By his own account, Martinez expressed his wrath on occasion by flipping over tables and, as it happens, so did Billy Martin. We learn this not entirely surprising fact from Bill Pennington’s excellent biography of the volcanic second baseman and manager: Billy Martin: Baseball’s Flawed Genius.
Christened Alfred and soon after called Billy, Martin was born to a spitfire mother in a poor neighborhood in San Francisco. His father left when he was an infant and the young Martin found his happiest hours playing sandlot baseball.
After a few years in the minors, he was brought up to the Yankees in 1950 at the behest of Casey Stengel, who had managed him for a year for the Oakland Oaks, tutoring him in his own crafty brand of baseball and encouraging the younger man’s natural gift for driving the opposing team nuts. In a respectable seven years of play as a second baseman, Martin’s stellar year was 1953, when he was voted MVP of the World Series against the Brooklyn Dodgers.
While with the Yankees, Martin also developed his aptitude for carousing, chiefly with teammates Joe DiMaggio (until he retired), Whitey Ford, and Mickey Mantle. Martin was traded to the Kansas City Royals in 1957, a dismal blow which he later said made him feel “like a little kid whose father told him not to come in the house anymore.” He retired as a player four years and five teams later.
Martin’s renown does not rest on his playing career, however, but on his brilliance as a manager and the freebooting tactics he employed, as well as on his appallingly self-destructive boozing, fighting, and womanizing. (“Lois,” Martin reported of his first wife, “kept telling me how depressed she was with me away from home playing ball, and all that same baloney you always hear.”)
And then there is his danse macabre with Yankees owner George Steinbrenner, who hired and fired him five times between 1975 and 1988. The two – meddlesome tyrant and turbulent rogue – might have continued this routine had not Martin died on Christmas, 1989, after a day’s drinking, when his pickup truck crashed, driven, it now seems clear, by a friend.
Pennington shows in lurid detail how Martin’s tenures with the Yankees were derailed by Steinbrenner’s interference, a toxic relationship with Reggie Jackson and his overweening ego, and Martin’s own barroom brawling. In fact, his management of the Yankees was not as impressive as his success with hopeless or underachieving teams.
Pennington’s accounts of Martin inculcating his brand of aggressive, knavish play into the Minnesota Twins, Triple-A Denver Bears, Detroit Tigers, Texas Rangers, and Oakland Athletics is absolutely thrilling. Martin showed those demoralized teams how to get runs on the board by “seeing the field,” finding and creating opportunities for double and triple steals, hit and run, and suicide squeezes. He encouraged players to get hit by pitches, barrel into infielders, and generally intimidate the other side. As for defense, he taught the hidden ball trick, how to steal signs, throw at the head of an oncoming runner, and doctor the ball. He favored buzzing batters inside, constant razzing from the dugout, and impromptu counterintuitive strategies. This was Billy Ball.
The man himself drank too much, fought too often, and perhaps had too many women, both wives (4) and supernumeraries (∞). Be that as it may, the game he caused to be played is as exciting to read about here as it was to watch.

• _Task_: In the Billy Martin book review, which defensive tricks does the sentence starting "As for defense" say Martin taught? List all of them.

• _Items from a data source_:

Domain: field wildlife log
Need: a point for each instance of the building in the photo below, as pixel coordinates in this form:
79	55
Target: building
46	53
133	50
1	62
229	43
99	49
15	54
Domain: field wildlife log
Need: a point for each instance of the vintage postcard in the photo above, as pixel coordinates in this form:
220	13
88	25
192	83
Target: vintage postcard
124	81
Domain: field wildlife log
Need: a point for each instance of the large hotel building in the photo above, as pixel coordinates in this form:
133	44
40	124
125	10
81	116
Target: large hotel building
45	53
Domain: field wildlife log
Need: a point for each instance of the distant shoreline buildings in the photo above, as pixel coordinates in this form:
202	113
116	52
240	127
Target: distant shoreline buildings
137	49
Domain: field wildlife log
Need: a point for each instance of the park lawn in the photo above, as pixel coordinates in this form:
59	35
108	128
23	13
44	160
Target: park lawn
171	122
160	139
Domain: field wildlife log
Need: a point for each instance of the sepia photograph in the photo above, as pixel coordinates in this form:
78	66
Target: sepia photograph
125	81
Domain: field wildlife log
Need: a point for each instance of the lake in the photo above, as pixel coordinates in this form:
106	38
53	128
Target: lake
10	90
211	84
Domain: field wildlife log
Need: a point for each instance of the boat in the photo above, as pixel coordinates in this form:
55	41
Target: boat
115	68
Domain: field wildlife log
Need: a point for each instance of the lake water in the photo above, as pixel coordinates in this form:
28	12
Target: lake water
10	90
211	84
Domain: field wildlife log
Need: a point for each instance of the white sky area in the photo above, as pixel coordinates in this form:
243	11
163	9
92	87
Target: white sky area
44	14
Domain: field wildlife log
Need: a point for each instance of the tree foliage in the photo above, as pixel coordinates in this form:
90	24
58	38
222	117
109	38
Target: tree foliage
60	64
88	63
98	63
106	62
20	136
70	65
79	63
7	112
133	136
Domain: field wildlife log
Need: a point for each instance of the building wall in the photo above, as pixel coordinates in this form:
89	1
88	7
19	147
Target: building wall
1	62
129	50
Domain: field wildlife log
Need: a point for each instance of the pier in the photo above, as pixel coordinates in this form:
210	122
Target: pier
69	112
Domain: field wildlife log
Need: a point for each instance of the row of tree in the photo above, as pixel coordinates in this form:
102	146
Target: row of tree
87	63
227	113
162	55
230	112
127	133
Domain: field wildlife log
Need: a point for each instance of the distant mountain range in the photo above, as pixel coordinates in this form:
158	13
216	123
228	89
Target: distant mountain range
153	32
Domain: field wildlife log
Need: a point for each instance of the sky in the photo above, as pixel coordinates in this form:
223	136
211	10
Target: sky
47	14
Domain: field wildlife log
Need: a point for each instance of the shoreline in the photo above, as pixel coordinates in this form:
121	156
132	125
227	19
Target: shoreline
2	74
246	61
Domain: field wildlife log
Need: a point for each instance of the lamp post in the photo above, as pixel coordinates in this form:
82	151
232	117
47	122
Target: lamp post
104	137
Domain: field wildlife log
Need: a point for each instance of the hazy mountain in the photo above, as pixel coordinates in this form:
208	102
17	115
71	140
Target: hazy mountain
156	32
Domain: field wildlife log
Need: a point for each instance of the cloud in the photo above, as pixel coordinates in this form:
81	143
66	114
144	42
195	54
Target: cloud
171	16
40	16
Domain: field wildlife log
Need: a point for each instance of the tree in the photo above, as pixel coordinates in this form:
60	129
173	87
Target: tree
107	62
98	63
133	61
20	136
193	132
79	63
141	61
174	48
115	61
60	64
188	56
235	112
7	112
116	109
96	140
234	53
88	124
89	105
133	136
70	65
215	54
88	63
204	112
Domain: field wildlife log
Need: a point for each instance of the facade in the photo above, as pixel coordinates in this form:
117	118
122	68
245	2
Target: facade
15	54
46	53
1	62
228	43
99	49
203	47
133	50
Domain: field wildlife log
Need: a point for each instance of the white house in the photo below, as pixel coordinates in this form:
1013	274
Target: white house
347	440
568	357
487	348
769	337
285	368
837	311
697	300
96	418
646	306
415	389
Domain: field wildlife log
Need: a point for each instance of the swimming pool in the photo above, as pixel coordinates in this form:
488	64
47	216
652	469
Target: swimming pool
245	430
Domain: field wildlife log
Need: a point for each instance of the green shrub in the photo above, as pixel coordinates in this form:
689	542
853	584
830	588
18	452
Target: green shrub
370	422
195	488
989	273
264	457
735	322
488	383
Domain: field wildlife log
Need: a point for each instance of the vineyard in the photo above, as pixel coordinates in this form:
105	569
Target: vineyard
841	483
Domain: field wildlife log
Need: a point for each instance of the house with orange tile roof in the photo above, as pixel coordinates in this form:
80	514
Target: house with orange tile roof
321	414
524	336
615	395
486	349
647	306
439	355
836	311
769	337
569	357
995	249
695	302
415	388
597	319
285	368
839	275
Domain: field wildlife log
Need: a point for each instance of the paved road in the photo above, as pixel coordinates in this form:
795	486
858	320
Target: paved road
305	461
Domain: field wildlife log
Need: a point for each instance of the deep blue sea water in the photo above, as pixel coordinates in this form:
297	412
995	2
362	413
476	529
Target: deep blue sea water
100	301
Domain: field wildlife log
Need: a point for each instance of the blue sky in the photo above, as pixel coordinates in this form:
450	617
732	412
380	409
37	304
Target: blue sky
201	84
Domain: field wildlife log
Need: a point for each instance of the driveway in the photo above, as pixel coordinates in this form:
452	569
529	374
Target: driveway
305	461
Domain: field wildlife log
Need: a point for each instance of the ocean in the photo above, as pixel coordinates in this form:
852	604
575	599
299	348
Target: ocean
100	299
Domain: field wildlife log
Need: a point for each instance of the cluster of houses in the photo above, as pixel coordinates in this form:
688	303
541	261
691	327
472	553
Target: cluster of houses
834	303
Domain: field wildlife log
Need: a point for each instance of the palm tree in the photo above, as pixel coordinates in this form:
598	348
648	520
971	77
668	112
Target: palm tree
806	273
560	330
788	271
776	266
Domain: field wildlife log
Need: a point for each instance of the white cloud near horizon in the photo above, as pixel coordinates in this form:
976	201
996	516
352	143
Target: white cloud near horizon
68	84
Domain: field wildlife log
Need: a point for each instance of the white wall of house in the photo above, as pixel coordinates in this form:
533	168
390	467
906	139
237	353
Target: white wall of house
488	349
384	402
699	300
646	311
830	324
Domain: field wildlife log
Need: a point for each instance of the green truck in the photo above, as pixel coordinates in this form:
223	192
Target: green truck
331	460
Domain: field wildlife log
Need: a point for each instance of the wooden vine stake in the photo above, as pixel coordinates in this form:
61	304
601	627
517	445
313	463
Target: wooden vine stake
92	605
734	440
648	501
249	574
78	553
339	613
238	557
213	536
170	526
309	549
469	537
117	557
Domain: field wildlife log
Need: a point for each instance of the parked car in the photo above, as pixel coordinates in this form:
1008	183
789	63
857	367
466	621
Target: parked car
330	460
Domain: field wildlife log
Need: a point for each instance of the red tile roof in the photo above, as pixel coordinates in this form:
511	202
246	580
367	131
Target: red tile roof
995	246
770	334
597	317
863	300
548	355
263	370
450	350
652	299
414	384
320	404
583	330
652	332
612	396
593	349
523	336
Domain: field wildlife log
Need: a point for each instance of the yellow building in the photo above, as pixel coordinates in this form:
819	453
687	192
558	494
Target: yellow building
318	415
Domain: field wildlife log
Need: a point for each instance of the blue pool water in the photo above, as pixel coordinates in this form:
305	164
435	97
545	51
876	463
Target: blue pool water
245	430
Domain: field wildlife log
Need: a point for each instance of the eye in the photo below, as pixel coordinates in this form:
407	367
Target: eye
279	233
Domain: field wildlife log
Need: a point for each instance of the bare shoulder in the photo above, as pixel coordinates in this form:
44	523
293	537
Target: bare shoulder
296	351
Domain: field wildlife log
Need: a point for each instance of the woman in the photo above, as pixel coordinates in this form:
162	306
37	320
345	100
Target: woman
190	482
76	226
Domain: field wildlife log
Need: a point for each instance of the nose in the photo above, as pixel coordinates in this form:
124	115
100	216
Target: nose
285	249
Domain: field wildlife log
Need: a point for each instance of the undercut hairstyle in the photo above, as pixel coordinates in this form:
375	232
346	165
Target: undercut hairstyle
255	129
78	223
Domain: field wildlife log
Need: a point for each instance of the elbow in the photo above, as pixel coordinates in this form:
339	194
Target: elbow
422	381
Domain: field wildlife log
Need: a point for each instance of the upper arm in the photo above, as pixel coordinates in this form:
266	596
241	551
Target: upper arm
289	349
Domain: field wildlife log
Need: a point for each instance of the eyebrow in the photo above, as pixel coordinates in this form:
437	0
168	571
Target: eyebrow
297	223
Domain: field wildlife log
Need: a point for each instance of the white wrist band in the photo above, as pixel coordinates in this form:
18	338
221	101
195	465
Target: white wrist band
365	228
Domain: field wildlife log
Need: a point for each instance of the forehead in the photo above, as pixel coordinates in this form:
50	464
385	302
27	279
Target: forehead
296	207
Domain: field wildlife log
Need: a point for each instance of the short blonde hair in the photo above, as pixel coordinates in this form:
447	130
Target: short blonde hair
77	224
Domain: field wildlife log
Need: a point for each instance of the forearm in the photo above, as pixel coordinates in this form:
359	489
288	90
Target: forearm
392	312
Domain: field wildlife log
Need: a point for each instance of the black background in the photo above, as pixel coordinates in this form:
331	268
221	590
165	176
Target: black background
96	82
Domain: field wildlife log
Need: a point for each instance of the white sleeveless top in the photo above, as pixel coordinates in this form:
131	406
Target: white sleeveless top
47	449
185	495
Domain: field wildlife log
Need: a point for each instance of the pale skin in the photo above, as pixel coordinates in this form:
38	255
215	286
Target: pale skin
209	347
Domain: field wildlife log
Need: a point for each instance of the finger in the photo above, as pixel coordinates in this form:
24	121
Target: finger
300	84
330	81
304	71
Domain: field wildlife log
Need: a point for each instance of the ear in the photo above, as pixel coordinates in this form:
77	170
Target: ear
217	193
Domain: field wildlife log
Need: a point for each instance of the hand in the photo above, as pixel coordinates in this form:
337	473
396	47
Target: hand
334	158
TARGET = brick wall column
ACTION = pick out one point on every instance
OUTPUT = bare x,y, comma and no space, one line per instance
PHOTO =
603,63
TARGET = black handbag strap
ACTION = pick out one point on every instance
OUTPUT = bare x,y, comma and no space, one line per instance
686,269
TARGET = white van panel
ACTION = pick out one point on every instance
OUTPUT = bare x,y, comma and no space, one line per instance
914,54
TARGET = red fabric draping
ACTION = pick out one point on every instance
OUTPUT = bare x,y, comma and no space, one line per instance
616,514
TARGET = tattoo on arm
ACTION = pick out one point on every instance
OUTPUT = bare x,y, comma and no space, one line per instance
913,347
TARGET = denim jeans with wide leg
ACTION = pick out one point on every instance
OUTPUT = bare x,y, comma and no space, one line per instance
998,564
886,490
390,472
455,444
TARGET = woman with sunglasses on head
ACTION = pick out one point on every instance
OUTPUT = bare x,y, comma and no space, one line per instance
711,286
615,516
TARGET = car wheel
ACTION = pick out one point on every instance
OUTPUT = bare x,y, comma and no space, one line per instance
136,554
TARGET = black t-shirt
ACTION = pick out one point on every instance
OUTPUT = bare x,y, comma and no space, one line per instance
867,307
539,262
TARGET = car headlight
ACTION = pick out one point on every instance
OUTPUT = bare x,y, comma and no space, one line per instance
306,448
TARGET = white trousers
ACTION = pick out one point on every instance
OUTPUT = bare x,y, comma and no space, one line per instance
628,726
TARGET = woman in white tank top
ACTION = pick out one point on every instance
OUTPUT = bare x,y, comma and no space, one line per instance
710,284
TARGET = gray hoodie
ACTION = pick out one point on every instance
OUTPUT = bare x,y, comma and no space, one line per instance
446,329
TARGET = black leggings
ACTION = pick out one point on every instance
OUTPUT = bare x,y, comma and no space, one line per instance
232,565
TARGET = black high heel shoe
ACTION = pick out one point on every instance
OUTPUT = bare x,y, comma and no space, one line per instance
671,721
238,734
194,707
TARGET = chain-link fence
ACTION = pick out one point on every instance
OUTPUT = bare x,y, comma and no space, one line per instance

• _Written response_:
- The hidden ball trick
- How to steal signs
- How to throw at the head of an oncoming runner
- How to doctor the ball